(PROBLEM DETAILS): Reproduce the rows from the beginning through the line containing "M 141 155 L", changing "distant tree line" to "far line of trees" and leaving everything else unchanged.

### DATA SHOWN ###

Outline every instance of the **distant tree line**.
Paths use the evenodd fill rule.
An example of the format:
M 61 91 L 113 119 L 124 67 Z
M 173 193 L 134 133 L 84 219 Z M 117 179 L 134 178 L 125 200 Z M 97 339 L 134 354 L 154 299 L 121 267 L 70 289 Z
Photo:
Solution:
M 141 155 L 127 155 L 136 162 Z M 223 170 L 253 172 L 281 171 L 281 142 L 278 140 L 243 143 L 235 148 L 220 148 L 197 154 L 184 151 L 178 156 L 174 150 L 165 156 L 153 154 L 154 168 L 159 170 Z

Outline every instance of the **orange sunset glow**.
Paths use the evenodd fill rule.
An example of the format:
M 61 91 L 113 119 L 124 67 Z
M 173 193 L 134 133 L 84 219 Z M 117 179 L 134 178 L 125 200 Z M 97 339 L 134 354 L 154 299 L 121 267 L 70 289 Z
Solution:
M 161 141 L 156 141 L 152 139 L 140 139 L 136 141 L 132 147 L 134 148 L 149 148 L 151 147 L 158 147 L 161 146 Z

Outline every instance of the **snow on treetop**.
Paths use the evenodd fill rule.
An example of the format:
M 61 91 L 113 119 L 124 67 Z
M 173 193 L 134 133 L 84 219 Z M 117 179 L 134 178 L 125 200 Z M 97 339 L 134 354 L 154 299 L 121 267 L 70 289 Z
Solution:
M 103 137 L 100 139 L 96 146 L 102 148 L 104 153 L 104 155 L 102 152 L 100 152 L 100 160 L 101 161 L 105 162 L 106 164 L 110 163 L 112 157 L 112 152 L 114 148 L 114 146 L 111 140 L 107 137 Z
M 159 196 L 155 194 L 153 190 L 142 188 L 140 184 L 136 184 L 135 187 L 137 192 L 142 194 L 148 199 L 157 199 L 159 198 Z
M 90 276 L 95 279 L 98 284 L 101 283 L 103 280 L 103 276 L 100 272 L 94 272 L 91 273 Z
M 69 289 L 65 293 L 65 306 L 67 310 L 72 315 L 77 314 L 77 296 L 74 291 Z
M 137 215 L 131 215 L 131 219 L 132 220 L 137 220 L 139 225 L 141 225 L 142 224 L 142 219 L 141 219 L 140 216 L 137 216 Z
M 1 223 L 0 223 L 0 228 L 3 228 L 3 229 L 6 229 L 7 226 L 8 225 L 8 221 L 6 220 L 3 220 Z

###

(THE OUTPUT):
Outline every instance of the **far line of trees**.
Paths use the evenodd fill rule.
An example of the format:
M 61 91 L 113 119 L 124 67 Z
M 173 193 L 134 133 L 84 219 Z M 117 179 L 134 178 L 125 200 Z M 97 339 L 134 354 L 154 299 L 121 267 L 70 289 Z
Photo:
Solution:
M 141 155 L 127 155 L 136 162 Z M 223 170 L 253 172 L 281 171 L 281 142 L 278 140 L 243 143 L 235 148 L 220 148 L 197 154 L 184 151 L 178 156 L 174 150 L 165 156 L 153 154 L 154 168 L 159 170 Z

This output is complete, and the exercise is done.